Stored data entries
== Segment start ==

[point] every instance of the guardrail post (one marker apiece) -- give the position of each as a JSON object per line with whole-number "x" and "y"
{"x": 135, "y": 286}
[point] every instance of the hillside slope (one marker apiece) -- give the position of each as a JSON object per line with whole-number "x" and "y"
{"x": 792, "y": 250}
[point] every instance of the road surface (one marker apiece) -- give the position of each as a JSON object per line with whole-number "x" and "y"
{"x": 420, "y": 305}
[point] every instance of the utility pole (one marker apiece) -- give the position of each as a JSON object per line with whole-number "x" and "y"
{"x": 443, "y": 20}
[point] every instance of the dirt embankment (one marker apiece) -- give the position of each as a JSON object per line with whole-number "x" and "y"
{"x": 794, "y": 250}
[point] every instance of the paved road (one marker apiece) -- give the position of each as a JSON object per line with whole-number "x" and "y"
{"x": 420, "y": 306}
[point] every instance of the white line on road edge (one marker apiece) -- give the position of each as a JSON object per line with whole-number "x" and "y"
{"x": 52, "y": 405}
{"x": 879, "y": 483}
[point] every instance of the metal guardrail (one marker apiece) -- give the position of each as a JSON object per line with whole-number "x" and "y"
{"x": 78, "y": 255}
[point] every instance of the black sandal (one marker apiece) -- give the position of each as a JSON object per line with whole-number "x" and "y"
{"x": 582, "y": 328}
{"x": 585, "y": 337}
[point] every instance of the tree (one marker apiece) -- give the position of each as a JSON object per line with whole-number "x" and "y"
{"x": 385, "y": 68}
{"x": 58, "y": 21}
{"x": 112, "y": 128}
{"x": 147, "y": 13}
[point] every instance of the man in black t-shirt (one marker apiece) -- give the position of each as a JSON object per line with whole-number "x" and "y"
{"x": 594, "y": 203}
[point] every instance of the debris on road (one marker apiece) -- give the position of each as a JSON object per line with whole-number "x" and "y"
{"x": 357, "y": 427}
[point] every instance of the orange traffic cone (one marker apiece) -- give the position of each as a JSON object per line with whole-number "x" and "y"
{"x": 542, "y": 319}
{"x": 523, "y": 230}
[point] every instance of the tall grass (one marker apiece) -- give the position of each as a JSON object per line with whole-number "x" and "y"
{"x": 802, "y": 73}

== Segment end ==

◆ Task description:
Copy out the lines starting at the one containing "[point] every instance of the debris" and ending with the last line of the entries. Include nothing else.

◆ Exercise output:
[point] every instance of the debris on road (one marker apiece) -- give the position of each as a JSON object per line with whole-number "x" and "y"
{"x": 357, "y": 427}
[point] every instance of the orange traffic cone (one marker apiece) -- give the position of each as a JSON object per line with whole-number "x" and "y"
{"x": 542, "y": 319}
{"x": 523, "y": 230}
[point] every instance of the tall grass (one marker apiece) -- give the position of each as a JSON object per line with whole-number "x" and "y"
{"x": 802, "y": 73}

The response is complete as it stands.